*Your objective*
Starting at the line that contains "Locate every instance of the window with", quote each line exactly through the last line of the entries, both included.

#### Given data

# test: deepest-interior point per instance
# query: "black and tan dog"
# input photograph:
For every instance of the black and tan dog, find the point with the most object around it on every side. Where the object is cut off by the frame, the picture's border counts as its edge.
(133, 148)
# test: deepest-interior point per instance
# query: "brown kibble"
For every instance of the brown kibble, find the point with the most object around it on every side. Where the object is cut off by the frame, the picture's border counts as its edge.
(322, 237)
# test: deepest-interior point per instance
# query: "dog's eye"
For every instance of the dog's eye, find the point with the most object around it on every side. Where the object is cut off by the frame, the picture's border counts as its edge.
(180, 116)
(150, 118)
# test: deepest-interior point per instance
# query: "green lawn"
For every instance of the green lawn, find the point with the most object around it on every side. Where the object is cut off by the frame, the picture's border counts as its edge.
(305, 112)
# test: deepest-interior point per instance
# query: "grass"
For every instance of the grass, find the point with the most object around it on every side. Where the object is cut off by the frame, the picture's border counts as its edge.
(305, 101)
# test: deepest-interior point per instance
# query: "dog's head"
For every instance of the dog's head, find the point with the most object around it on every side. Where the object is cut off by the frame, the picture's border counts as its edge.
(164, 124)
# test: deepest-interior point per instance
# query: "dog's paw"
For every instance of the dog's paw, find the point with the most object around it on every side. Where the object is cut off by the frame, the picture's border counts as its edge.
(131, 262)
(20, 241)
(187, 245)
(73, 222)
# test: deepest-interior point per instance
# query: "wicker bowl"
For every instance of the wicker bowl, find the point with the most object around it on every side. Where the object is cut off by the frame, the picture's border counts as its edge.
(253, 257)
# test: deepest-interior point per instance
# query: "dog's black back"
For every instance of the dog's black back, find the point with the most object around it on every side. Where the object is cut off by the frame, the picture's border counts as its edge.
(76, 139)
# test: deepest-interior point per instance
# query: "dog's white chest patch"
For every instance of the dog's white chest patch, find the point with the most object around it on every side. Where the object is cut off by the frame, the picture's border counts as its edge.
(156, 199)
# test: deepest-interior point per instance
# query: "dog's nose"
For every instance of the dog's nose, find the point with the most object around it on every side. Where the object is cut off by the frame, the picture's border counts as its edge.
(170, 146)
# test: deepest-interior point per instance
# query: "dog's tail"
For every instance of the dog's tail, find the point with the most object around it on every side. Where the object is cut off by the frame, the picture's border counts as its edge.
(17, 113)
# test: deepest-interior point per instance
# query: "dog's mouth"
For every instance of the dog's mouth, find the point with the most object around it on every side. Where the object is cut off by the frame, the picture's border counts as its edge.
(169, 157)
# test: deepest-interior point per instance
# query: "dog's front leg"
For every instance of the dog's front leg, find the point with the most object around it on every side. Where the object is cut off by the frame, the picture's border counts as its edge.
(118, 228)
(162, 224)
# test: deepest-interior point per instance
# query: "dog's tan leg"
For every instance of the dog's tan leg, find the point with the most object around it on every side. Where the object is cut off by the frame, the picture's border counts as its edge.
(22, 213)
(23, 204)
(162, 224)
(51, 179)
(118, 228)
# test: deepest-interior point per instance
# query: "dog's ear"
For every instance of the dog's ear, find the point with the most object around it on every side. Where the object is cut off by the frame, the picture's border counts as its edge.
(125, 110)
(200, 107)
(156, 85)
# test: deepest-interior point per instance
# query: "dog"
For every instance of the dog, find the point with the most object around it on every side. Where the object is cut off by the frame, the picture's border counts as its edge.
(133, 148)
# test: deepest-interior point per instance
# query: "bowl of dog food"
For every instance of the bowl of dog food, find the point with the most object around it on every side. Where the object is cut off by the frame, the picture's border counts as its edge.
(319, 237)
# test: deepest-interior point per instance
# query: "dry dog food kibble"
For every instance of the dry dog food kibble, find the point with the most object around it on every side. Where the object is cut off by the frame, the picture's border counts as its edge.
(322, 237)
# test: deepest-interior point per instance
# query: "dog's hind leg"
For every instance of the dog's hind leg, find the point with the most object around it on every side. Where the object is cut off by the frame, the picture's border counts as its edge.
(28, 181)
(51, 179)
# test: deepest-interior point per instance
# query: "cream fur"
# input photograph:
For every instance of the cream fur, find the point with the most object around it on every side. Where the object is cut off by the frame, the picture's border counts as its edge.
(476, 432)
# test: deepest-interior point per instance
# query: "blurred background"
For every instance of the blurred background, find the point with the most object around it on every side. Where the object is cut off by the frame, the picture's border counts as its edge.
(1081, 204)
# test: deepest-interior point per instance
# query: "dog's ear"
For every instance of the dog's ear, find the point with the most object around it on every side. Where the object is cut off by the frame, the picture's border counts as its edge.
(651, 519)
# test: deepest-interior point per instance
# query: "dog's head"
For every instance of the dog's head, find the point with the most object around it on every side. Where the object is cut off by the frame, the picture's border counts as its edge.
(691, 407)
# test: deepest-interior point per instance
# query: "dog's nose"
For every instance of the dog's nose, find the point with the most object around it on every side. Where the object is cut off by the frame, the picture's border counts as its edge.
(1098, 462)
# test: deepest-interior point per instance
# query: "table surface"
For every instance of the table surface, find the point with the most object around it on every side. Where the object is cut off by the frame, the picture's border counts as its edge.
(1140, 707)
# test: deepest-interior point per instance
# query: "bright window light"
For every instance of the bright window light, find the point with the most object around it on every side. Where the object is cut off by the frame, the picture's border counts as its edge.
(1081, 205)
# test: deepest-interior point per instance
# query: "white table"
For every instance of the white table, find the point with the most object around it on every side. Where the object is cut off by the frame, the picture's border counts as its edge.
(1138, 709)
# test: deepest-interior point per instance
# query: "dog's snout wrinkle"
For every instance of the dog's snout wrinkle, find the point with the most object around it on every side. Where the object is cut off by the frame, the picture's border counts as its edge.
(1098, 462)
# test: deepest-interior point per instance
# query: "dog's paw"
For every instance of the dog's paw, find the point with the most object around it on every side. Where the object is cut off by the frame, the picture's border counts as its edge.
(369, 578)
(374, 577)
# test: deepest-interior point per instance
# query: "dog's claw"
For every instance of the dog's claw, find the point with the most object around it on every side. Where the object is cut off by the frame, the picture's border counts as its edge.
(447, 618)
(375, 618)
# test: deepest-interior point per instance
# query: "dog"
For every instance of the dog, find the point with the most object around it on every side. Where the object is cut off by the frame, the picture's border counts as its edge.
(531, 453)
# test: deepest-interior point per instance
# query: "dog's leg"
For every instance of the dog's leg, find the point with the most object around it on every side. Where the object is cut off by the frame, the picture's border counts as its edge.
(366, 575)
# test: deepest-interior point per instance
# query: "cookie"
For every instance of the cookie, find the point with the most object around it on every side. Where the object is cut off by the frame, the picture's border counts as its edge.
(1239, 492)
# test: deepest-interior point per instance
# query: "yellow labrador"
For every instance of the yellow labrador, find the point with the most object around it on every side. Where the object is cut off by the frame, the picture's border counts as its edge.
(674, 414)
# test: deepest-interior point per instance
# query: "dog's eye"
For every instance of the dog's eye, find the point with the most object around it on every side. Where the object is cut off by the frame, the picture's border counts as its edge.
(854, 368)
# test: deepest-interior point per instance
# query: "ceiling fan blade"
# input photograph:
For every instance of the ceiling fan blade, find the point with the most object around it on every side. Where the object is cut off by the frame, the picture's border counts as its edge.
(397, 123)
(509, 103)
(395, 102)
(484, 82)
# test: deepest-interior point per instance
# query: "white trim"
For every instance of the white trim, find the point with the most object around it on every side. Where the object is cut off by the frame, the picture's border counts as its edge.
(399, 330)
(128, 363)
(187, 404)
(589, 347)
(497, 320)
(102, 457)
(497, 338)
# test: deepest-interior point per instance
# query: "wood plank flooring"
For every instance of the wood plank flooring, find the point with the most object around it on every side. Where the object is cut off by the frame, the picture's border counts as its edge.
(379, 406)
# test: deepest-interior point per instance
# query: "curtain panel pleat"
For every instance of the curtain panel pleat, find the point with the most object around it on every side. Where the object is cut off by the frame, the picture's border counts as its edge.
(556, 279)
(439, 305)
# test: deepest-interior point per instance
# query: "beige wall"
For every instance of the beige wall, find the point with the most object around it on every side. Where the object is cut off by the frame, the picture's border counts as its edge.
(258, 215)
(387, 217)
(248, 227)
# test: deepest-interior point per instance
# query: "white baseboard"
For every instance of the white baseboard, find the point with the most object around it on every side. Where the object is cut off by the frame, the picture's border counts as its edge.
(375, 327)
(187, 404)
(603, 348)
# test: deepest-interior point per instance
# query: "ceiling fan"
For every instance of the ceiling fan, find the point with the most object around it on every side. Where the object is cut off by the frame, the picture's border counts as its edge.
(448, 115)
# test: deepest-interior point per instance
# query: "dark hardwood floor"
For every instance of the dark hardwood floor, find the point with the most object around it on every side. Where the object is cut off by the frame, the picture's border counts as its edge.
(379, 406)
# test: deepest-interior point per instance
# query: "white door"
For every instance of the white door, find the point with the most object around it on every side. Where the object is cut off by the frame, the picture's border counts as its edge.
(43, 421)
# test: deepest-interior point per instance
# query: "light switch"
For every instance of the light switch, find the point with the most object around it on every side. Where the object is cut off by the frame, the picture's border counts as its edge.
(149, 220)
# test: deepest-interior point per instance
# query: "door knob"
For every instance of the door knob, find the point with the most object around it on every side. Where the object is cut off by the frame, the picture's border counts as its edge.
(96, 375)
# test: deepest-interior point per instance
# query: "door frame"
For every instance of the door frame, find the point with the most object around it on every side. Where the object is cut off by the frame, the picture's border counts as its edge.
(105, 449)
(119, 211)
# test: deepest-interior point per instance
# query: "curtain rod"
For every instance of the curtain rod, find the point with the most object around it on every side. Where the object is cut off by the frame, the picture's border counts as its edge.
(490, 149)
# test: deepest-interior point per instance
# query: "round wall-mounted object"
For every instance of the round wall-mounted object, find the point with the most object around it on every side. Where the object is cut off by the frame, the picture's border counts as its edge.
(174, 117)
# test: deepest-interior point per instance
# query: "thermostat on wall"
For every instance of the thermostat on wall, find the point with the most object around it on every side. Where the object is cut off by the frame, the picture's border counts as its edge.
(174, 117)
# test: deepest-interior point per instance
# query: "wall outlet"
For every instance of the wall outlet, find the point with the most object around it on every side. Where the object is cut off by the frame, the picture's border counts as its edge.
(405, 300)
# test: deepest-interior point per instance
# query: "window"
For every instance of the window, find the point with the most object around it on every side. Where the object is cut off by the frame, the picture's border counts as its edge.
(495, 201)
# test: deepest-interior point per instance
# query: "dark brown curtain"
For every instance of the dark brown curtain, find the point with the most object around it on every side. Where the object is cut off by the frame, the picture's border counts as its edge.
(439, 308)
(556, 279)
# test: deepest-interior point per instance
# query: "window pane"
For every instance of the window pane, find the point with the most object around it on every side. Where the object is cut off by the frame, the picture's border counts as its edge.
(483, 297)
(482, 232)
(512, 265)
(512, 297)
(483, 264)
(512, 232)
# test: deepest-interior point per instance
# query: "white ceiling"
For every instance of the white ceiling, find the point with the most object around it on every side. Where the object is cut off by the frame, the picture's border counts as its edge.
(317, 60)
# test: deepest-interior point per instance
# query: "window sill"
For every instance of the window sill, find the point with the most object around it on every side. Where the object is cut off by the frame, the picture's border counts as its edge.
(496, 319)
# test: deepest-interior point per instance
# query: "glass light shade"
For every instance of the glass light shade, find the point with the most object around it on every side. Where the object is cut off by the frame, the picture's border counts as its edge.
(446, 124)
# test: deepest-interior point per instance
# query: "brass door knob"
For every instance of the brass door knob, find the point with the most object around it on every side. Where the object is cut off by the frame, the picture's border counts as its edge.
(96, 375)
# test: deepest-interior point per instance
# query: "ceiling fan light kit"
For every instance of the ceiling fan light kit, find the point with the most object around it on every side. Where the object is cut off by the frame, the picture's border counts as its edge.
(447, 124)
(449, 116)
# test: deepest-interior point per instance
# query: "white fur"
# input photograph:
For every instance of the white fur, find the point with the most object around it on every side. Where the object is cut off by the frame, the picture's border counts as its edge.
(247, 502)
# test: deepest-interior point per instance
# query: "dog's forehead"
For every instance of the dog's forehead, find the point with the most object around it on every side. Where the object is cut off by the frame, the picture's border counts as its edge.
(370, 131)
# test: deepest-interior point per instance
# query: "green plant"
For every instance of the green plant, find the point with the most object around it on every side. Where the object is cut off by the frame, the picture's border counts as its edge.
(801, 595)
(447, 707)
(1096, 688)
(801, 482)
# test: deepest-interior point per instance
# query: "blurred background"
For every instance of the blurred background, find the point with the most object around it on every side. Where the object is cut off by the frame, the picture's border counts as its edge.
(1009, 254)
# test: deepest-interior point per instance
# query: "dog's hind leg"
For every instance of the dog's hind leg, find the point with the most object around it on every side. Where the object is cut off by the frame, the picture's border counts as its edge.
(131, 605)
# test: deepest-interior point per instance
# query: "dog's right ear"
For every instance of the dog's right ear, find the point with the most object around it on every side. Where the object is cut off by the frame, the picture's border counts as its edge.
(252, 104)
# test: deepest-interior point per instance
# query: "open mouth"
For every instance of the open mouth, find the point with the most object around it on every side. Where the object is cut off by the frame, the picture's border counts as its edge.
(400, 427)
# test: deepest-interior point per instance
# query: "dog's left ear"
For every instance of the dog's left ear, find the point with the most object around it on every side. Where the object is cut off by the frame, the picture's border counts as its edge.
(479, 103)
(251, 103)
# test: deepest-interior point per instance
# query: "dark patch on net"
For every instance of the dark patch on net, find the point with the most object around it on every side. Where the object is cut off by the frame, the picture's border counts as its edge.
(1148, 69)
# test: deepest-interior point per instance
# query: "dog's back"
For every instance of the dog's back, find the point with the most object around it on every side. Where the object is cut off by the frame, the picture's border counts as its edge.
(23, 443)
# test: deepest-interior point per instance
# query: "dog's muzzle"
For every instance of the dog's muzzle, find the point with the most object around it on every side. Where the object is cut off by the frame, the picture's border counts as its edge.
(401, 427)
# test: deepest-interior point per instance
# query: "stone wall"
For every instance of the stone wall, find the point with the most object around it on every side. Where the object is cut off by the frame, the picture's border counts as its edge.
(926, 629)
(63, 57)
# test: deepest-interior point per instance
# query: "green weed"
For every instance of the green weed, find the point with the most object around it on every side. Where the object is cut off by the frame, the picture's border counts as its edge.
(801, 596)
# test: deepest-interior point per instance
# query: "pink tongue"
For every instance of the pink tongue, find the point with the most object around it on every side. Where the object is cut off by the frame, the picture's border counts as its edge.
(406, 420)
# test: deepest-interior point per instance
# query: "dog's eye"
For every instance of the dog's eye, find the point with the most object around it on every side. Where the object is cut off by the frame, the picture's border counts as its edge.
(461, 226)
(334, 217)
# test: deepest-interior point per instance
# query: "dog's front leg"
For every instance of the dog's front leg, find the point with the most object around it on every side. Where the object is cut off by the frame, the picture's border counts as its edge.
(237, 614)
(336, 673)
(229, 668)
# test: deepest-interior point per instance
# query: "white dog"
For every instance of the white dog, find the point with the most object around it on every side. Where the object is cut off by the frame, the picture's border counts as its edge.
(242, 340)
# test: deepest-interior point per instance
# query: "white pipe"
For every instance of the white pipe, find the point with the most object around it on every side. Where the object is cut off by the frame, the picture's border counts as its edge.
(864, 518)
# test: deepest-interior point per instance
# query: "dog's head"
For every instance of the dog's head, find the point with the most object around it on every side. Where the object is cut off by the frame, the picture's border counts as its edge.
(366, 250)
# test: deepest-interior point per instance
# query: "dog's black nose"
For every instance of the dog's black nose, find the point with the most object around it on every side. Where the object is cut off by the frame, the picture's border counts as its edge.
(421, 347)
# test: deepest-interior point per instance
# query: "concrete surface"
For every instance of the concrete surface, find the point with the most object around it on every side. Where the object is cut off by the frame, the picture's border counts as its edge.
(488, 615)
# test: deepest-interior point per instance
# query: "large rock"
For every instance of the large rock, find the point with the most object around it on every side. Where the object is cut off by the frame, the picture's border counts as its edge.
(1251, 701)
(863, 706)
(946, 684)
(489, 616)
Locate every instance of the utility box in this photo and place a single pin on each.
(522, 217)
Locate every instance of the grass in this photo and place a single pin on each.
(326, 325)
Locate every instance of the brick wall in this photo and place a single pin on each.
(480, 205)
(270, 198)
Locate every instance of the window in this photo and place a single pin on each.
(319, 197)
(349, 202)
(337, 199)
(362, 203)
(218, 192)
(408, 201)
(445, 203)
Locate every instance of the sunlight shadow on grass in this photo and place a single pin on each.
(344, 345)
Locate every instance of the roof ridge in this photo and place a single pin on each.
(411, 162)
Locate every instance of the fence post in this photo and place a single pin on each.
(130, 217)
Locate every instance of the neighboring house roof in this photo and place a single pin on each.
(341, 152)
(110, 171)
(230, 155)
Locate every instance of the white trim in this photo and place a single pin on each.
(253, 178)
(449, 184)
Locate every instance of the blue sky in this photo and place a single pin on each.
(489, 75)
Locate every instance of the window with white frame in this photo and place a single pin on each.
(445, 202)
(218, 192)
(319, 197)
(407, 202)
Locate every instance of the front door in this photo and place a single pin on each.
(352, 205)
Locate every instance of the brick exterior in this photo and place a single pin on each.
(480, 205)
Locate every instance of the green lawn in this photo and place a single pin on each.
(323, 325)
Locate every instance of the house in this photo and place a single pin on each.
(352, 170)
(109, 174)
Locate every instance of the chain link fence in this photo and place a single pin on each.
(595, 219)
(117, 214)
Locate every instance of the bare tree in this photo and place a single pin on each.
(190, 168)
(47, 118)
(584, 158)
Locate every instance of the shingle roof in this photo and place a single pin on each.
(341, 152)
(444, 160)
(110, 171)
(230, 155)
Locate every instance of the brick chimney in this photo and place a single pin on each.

########

*Solved problem*
Locate every instance of the window with white frame in this photo and place a single pin on each.
(445, 202)
(218, 192)
(319, 197)
(407, 202)
Locate every instance of the front door in this photo and place a single pin on each.
(352, 205)
Locate every instance of the brick exterior in this photo and place a single pin on each.
(480, 205)
Locate every instance of the green lawn in this photo and place a single pin on each.
(323, 325)
Locate every instance of the house in this photo and place a single pin on each.
(352, 170)
(109, 174)
Locate every instance of the chain link fence in this photo and place a single pin on each.
(595, 219)
(117, 214)
Locate every instance of the bare tree in this photo and place a single pin on each.
(190, 168)
(47, 118)
(584, 158)
Locate every instance of the shingle roof in this photo and place a single pin on each.
(341, 152)
(444, 160)
(110, 171)
(230, 155)
Locate every instance of the brick chimney in this photo and place a single pin on each.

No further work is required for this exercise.